GIVEN TASK | List every line of the records below that contains the string "windshield". Case counts, so a line matches only when the letters agree in case as well.

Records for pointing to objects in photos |
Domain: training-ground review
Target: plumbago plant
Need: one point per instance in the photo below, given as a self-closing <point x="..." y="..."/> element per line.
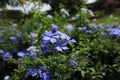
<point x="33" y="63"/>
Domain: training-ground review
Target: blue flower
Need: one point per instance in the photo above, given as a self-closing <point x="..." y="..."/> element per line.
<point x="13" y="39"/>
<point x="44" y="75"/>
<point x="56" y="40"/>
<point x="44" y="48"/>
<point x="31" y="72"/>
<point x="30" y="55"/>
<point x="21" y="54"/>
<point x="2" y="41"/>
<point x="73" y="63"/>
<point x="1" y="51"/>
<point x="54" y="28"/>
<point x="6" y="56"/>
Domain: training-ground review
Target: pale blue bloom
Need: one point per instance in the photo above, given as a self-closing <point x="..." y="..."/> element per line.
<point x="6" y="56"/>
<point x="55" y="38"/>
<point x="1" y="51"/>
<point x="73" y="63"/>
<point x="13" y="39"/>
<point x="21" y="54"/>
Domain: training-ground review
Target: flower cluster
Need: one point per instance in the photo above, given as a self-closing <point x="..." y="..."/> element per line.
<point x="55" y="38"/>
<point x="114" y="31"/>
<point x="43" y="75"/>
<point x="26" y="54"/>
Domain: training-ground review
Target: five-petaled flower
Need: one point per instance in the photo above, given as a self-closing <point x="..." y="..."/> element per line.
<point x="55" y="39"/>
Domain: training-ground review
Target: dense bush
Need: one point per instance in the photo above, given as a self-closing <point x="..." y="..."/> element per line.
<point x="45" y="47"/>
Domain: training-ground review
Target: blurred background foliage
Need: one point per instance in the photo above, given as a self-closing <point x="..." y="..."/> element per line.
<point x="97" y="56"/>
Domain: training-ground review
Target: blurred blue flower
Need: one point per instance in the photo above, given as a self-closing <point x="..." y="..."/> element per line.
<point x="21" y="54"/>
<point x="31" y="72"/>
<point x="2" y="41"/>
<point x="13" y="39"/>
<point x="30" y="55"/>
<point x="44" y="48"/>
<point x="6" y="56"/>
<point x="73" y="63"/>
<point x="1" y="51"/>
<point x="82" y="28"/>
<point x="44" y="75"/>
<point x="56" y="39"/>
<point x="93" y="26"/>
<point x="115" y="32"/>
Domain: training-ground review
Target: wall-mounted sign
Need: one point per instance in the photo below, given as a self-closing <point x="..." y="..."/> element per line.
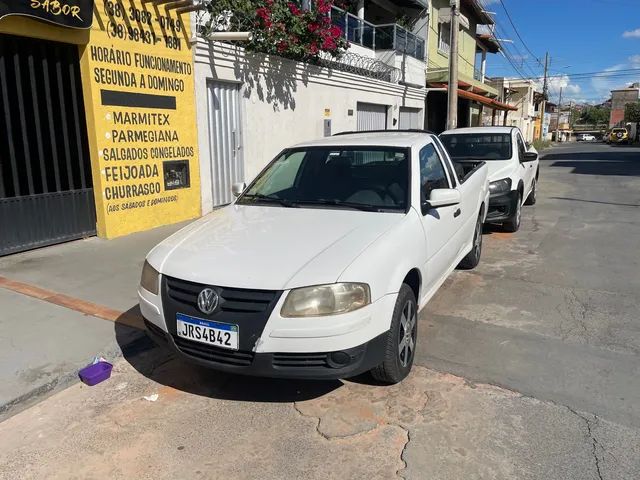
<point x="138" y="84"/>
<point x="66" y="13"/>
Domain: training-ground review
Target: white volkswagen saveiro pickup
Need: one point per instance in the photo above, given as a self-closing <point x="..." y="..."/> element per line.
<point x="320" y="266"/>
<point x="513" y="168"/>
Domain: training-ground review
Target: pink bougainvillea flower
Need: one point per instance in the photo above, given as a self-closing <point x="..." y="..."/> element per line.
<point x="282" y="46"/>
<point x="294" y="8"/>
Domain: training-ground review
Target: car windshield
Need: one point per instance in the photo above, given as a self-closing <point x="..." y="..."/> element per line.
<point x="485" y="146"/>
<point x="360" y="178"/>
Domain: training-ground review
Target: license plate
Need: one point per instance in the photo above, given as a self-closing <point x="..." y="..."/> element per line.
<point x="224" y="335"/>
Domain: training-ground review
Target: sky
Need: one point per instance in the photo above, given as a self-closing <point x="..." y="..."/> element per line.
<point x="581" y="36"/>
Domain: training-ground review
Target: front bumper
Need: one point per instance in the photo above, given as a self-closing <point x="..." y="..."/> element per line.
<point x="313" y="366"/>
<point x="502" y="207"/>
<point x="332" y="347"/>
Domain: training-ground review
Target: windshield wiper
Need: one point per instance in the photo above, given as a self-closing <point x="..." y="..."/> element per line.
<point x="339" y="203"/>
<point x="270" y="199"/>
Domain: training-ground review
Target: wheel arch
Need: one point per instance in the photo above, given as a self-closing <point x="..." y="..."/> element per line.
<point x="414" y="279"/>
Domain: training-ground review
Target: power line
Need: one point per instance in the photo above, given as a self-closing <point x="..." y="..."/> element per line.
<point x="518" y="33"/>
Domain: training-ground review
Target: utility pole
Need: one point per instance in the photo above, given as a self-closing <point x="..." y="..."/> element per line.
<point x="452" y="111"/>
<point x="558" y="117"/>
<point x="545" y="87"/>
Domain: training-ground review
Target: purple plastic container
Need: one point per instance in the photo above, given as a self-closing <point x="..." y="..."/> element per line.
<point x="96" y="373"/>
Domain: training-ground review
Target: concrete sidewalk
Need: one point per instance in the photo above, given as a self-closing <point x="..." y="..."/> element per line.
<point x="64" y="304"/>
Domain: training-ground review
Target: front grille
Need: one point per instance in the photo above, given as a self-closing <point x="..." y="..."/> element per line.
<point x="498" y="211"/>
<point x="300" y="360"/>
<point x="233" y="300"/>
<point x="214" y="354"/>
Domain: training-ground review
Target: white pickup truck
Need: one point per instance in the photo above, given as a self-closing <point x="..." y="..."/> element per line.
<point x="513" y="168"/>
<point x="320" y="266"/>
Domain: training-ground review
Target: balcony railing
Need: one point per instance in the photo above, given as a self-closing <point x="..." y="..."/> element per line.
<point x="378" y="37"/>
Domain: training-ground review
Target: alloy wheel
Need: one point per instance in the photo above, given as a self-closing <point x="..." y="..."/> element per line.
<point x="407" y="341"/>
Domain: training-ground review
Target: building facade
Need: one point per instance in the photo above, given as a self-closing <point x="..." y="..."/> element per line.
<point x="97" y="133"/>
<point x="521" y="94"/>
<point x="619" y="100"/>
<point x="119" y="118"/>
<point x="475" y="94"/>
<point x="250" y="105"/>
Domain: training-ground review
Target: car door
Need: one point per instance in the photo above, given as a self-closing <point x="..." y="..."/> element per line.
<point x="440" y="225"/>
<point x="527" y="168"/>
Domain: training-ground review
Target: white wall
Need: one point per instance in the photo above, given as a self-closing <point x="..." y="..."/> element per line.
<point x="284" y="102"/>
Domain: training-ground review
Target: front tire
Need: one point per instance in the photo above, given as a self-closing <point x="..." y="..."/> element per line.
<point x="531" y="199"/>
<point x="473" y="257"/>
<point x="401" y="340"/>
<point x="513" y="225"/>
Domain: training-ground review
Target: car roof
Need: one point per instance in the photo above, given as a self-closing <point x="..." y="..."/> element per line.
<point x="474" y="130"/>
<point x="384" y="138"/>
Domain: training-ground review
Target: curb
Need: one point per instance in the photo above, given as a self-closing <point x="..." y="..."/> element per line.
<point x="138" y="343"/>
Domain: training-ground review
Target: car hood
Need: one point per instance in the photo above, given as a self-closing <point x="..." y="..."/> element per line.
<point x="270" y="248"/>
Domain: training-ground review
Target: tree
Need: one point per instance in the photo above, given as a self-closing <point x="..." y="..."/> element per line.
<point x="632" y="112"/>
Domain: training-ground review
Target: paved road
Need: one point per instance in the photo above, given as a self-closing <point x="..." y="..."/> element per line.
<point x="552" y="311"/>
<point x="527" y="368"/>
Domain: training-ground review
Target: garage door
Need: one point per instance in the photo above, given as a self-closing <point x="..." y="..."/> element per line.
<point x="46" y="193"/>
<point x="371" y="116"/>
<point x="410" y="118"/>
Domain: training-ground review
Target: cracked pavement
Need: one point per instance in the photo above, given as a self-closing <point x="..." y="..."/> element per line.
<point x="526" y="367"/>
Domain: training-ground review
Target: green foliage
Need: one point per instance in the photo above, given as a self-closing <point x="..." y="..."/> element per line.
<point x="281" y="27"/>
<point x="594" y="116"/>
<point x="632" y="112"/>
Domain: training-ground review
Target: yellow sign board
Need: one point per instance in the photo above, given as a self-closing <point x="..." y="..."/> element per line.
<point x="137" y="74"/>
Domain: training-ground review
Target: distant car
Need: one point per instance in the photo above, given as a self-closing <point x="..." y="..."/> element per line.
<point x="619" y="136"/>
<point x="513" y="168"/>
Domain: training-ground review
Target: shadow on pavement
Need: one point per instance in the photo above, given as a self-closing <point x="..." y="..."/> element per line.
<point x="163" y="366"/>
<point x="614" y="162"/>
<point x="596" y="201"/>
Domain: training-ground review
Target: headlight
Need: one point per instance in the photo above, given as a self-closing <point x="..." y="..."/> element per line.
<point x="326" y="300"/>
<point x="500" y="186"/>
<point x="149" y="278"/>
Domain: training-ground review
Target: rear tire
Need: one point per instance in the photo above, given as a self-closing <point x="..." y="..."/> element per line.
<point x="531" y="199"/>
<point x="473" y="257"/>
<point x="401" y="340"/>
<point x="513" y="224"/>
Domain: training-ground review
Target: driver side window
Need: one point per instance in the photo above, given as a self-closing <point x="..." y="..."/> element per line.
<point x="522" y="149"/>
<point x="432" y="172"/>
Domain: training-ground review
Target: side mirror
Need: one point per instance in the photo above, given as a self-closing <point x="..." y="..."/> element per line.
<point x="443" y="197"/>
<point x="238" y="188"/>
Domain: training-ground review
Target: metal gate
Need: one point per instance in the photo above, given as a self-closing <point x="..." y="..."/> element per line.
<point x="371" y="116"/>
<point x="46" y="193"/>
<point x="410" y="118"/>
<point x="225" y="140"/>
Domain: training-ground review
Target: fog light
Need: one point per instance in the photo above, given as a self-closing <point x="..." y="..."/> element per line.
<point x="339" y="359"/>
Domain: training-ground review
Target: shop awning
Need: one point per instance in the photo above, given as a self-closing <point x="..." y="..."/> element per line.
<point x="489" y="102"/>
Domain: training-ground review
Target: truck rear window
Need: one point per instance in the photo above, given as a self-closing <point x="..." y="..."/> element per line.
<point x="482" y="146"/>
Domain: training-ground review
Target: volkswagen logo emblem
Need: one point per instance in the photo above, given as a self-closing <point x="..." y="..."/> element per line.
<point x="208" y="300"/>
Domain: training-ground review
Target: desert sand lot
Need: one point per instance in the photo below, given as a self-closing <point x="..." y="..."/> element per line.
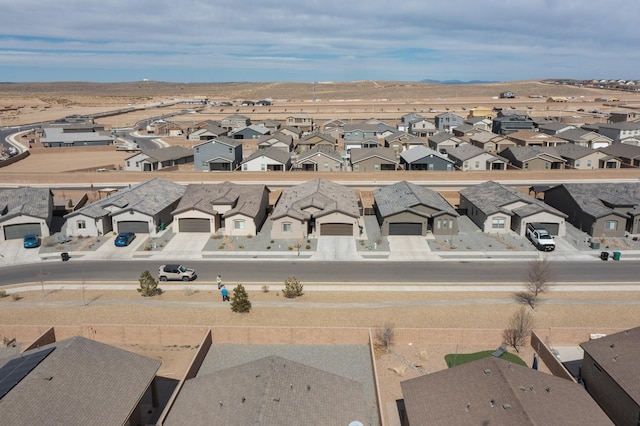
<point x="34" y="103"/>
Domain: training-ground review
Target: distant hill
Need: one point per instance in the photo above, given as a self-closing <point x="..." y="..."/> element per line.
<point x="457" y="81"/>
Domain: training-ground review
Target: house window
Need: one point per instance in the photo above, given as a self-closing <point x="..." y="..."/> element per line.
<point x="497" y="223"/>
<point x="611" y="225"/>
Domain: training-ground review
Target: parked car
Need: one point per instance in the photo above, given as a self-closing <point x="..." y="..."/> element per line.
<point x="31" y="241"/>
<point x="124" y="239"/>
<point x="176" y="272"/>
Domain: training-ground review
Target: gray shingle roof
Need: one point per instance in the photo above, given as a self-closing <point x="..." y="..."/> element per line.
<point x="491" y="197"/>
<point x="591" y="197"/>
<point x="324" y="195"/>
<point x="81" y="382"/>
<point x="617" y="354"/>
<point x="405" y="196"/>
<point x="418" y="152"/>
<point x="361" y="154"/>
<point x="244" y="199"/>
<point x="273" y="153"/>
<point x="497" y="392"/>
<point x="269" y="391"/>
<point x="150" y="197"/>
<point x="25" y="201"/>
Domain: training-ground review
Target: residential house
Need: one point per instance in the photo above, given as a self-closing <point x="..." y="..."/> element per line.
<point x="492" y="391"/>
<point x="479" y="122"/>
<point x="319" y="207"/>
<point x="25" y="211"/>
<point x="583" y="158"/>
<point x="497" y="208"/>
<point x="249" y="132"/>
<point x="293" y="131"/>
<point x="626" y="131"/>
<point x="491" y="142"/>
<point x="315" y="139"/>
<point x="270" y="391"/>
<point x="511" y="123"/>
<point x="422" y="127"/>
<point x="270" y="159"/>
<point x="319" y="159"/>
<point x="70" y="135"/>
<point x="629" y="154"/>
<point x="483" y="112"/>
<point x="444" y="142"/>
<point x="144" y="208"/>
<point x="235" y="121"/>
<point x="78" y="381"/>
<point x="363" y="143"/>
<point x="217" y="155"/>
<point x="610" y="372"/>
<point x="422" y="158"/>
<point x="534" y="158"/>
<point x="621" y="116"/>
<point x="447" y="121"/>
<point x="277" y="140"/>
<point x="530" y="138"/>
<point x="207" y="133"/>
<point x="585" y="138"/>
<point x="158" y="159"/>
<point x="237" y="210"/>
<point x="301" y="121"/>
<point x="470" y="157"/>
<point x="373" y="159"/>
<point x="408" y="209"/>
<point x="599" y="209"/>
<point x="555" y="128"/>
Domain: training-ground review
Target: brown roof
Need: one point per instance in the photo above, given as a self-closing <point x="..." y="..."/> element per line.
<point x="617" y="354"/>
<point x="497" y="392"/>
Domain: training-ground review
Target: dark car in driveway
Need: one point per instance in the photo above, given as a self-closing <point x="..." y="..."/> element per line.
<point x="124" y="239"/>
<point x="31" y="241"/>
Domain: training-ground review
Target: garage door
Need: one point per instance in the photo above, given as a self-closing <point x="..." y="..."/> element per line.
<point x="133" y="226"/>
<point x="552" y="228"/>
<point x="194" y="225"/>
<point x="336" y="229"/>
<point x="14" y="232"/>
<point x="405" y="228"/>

SOLUTION BELOW |
Target: car windshield
Target: windshield wiper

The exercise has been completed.